▶ **SUPPLIED TEXT**:

☆ ☆ ☆ ☆ ☆ ☆ ☆

# Fred (A Little Twisted Humor)



## tx smoker (Jan 13, 2022)

A cop pulls a guy over one night for running a red light. He walks up to the car and starts asking the usual questions.
Cop: What's your name sir?
Driver: Fred
Cop: What's your last name Fred?
Fred: I don't have one
Cop: You don't have a last name?
Fred: No sir. I used to but don't any more

The cop is thinking this guy is a bit flaky but seems harmless so figures he will play along
Cop: How is it that you used to have a last name but don't any more?
Fred: It's a really long story officer
Cop: It's a slow night so I have time
Fred: When I was born my name was Fred Dingaling. I know, stupid name and I hated it. All the kids used to laugh and make fun of me so I never had any friends. Stayed home and studied all the time. Got good grades and won a scholarship to go to medical school. When I graduated I was Fred Dingaling MD. Worked at a large practice for a while and got bored. Went back to school to become a dentist. When I graduated I was Fred Dingaling MD, DDS. Didn't want to go back into a large practice so started my own office. After a while business was good so I hired a cute little secretary / office manager. We started fooling around and she gave me VD. Now I'm Fred Dingaling MD, DDS, with VD. The AMA found out about the VD and took away my MD. Now I'm Fred Dingaling DDS with VD. The ADA found out about the AMA taking away my MD so they took away my DDS. Now I'm Fred Dingaling with VD. Not long after that the VD took away my dingaling so now I'm just Fred

Sorry about that folks....
Robert


----------



## Brokenhandle (Jan 13, 2022)

It's still funny every time I hear it!

Ryan


----------



## DRKsmoking (Jan 13, 2022)

first time for me , but I lead a sheltered life  

David


----------



## bauchjw (Jan 13, 2022)

Oh man Did this joke come around a little after Chuck Berry’s song “My Ding-A-Ling” ?


----------



## Brokenhandle (Jan 14, 2022)

bauchjw said:


> Oh man Did this joke come around a little after Chuck Berry’s song “My Ding-A-Ling” ?

☆ ☆ ☆ ☆ ☆ ☆ ☆

▶ **DATA LISTING**:
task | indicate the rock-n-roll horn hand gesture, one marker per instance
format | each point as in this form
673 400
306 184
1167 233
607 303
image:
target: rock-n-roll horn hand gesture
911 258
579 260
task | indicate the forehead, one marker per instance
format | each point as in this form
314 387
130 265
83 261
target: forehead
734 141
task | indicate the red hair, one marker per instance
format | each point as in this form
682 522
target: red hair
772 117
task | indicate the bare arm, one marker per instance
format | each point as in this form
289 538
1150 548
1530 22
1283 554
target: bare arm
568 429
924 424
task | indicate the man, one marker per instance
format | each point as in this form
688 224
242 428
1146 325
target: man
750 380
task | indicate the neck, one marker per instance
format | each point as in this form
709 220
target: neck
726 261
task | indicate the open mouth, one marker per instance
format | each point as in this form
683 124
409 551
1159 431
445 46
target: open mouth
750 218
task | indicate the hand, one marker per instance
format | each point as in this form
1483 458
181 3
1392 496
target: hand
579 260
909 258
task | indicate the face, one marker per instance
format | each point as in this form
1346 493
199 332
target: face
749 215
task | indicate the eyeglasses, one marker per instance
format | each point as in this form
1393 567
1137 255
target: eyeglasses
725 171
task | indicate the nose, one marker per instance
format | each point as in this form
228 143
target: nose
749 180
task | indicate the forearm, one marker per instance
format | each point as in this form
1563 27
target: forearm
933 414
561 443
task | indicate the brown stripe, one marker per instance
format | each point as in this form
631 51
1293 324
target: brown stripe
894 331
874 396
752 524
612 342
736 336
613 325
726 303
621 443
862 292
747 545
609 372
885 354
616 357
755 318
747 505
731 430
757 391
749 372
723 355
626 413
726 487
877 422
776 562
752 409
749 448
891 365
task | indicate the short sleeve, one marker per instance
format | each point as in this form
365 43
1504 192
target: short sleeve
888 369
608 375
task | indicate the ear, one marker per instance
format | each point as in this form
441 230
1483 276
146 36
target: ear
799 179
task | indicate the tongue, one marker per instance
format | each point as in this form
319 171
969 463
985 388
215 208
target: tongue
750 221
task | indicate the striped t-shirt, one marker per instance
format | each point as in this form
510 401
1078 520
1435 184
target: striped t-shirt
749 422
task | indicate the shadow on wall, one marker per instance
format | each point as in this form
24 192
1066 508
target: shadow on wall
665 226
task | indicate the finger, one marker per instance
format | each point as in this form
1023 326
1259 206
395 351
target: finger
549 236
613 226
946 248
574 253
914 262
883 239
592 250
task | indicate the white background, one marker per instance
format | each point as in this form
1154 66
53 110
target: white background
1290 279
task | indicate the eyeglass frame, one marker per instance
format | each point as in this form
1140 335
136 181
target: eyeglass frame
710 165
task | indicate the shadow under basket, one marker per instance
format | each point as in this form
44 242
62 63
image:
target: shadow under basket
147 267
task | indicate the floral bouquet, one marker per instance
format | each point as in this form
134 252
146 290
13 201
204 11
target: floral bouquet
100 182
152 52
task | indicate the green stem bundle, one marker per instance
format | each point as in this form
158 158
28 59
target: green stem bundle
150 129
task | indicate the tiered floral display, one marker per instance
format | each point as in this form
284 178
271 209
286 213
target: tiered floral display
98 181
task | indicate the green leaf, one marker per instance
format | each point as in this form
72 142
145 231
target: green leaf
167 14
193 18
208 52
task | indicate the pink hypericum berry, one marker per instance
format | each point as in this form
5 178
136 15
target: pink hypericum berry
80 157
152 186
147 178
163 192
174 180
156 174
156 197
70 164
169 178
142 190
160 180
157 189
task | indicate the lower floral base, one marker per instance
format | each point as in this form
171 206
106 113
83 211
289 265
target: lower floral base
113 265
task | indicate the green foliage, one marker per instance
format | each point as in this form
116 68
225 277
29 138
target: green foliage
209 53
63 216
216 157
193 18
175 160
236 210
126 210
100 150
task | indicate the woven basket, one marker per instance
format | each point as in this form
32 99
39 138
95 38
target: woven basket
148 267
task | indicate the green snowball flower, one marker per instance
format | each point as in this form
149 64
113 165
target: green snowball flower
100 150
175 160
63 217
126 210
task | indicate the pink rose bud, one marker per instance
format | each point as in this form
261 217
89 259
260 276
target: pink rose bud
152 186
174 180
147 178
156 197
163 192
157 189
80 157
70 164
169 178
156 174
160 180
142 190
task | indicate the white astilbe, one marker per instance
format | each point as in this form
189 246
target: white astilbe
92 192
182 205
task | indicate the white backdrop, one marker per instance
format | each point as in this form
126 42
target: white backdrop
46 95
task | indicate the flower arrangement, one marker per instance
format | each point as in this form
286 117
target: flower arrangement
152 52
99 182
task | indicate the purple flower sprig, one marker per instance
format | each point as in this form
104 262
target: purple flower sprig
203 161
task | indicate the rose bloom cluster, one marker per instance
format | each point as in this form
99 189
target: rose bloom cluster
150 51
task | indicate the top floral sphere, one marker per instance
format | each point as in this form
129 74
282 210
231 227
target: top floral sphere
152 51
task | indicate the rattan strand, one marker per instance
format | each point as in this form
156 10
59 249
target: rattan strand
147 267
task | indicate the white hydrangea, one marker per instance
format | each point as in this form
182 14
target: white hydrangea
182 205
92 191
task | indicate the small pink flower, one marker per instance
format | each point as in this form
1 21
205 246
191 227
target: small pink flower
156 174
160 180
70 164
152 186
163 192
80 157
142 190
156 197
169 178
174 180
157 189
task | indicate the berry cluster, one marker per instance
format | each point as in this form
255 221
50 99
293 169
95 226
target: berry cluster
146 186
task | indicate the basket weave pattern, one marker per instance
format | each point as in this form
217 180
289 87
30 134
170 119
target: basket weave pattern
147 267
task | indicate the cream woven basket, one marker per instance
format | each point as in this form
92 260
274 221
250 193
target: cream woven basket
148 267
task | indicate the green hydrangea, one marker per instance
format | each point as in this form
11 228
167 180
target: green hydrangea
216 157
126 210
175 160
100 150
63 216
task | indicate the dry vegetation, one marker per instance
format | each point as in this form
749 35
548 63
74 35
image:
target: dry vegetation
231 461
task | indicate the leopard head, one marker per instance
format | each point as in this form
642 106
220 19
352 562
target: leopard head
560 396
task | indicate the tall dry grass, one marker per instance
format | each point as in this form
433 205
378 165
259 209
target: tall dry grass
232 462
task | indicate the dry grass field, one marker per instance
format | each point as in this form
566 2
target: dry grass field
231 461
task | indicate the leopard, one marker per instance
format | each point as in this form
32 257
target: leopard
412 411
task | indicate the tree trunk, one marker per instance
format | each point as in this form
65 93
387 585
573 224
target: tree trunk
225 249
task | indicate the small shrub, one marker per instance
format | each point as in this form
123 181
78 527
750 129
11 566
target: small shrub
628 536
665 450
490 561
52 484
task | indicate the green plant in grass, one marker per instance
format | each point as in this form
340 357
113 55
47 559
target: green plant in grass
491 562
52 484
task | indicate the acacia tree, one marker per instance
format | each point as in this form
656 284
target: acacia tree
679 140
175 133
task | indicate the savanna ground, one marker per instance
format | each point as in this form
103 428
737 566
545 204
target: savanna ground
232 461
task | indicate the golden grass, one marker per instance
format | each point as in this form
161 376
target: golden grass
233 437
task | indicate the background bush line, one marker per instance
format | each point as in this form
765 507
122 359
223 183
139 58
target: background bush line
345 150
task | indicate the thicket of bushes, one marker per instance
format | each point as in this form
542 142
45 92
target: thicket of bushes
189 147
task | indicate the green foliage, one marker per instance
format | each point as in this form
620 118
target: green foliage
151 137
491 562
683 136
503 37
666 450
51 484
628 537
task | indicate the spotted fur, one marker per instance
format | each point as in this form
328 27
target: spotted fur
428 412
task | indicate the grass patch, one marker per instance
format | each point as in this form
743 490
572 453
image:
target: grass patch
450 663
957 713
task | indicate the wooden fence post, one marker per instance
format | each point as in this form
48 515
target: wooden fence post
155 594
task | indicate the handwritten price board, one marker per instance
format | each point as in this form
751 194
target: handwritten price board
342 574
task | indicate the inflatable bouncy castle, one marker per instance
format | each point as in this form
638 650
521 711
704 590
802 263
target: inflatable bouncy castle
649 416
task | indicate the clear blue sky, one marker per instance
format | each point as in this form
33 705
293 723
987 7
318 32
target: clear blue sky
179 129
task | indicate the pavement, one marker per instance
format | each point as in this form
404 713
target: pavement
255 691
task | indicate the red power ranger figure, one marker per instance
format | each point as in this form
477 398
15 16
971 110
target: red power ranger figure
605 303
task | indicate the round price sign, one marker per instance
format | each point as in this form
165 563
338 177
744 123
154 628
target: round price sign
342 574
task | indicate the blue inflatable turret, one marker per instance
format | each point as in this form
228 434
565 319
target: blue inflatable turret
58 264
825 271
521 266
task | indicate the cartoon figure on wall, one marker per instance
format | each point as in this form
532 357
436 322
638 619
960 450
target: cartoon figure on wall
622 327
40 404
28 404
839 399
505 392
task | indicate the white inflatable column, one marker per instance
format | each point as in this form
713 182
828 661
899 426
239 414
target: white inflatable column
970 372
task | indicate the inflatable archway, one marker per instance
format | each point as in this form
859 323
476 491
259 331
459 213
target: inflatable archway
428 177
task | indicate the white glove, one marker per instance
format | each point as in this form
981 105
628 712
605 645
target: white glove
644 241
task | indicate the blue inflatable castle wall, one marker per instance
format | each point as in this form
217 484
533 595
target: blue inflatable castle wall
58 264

☆ ☆ ☆ ☆ ☆ ☆ ☆

▶ **THE PROBLEM**:
Continue the forum thread about the Fred joke, starting right after its last line.

▶ **ANSWER TO THIS EXERCISE**:
You should see the look I get when I start singing that to my wife! It would maybe help if I could carry a tune in a bucket lol!

Ryan


----------



## MJB05615 (Jan 14, 2022)

That is a good one Robert.  I hadn't heard it before.


----------



## HalfSmoked (Jan 14, 2022)

Hahaha new to me but funny as hell.

Warren


----------



## bauchjw (Jan 14, 2022)

Brokenhandle said:


> You should see the look I get when I start singing that to my wife! It would maybe help if I could carry a tune in a bucket lol!
> Ryan


Maybe its because youre dancing in cowboy boots and shorts when you are singing it?


----------



## tx smoker (Jan 14, 2022)

bauchjw said:


> Maybe its because youre dancing in cowboy boots and shorts when you are singing it?



Ryan gave up the shorts a long time ago and graduated to a burlap thong. Now there's a sight to see!!  

Robert


----------



## bauchjw (Jan 14, 2022)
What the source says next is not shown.